What the task asks
For each line below that holds the string "image", add one to a tally; report that tally alone.

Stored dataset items
::::
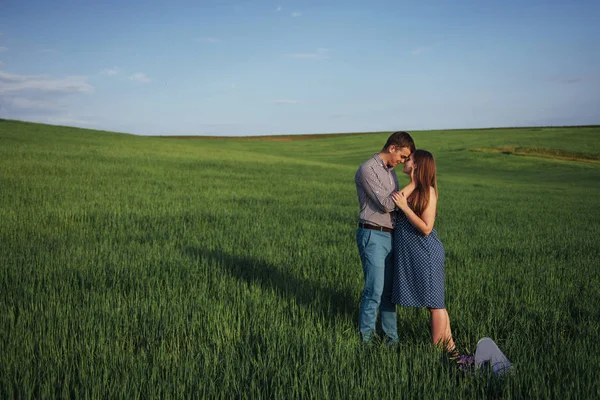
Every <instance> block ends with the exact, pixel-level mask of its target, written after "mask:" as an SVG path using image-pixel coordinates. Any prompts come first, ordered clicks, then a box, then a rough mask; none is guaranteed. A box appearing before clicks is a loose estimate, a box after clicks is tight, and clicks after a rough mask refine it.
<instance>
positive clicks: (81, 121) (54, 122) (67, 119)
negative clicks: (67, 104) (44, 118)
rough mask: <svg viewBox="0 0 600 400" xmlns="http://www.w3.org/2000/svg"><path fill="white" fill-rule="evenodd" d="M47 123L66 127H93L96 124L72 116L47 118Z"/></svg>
mask: <svg viewBox="0 0 600 400" xmlns="http://www.w3.org/2000/svg"><path fill="white" fill-rule="evenodd" d="M46 123H47V124H51V125H65V126H77V125H84V126H92V125H94V122H92V121H88V120H85V119H80V118H73V117H70V116H56V117H47V118H46Z"/></svg>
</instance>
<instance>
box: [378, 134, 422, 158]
mask: <svg viewBox="0 0 600 400" xmlns="http://www.w3.org/2000/svg"><path fill="white" fill-rule="evenodd" d="M392 145H393V146H396V147H397V148H400V147H408V148H409V149H410V152H411V153H414V151H415V141H414V140H412V137H411V136H410V135H409V134H408V132H404V131H398V132H394V133H392V134H391V135H390V137H389V138H388V141H387V142H385V146H383V150H387V149H389V147H390V146H392Z"/></svg>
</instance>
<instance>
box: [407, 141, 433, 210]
mask: <svg viewBox="0 0 600 400" xmlns="http://www.w3.org/2000/svg"><path fill="white" fill-rule="evenodd" d="M410 158H411V159H412V160H413V162H414V164H415V165H416V168H415V172H414V180H415V190H414V191H413V192H412V193H411V195H410V196H409V197H408V203H409V205H410V208H412V209H413V211H414V212H415V214H417V215H418V216H419V217H420V216H421V215H422V214H423V211H425V209H426V208H427V205H428V204H429V194H430V192H431V190H430V189H429V188H430V187H433V188H434V189H435V195H436V196H437V193H438V192H437V177H436V173H435V159H434V158H433V155H432V154H431V153H430V152H428V151H427V150H421V149H419V150H415V152H414V153H412V154H411V155H410Z"/></svg>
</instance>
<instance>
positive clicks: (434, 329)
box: [429, 308, 454, 351]
mask: <svg viewBox="0 0 600 400" xmlns="http://www.w3.org/2000/svg"><path fill="white" fill-rule="evenodd" d="M429 312H430V313H431V336H432V337H431V340H432V342H433V344H435V345H439V346H443V348H444V349H446V351H453V350H454V340H453V339H452V330H451V329H450V317H449V316H448V311H446V309H445V308H430V309H429Z"/></svg>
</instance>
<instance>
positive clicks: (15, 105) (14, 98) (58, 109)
mask: <svg viewBox="0 0 600 400" xmlns="http://www.w3.org/2000/svg"><path fill="white" fill-rule="evenodd" d="M8 102H9V103H10V105H11V106H12V107H15V108H18V109H21V110H60V109H62V108H63V107H62V106H61V105H60V104H58V102H56V101H52V100H43V99H28V98H24V97H16V98H13V99H9V100H8Z"/></svg>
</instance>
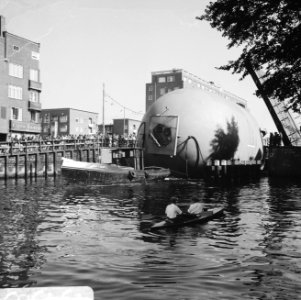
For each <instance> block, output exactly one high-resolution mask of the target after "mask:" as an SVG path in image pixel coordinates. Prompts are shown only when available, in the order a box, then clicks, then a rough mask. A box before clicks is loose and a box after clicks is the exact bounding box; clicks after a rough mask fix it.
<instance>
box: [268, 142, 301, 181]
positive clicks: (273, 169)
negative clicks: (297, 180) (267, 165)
mask: <svg viewBox="0 0 301 300" xmlns="http://www.w3.org/2000/svg"><path fill="white" fill-rule="evenodd" d="M267 158H268V159H267V160H268V166H267V170H268V175H269V176H271V177H301V147H297V146H286V147H280V146H279V147H269V148H268V154H267Z"/></svg>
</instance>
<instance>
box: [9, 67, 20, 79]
mask: <svg viewBox="0 0 301 300" xmlns="http://www.w3.org/2000/svg"><path fill="white" fill-rule="evenodd" d="M8 74H9V75H10V76H13V77H18V78H23V66H21V65H16V64H13V63H9V65H8Z"/></svg>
::::
Task answer
2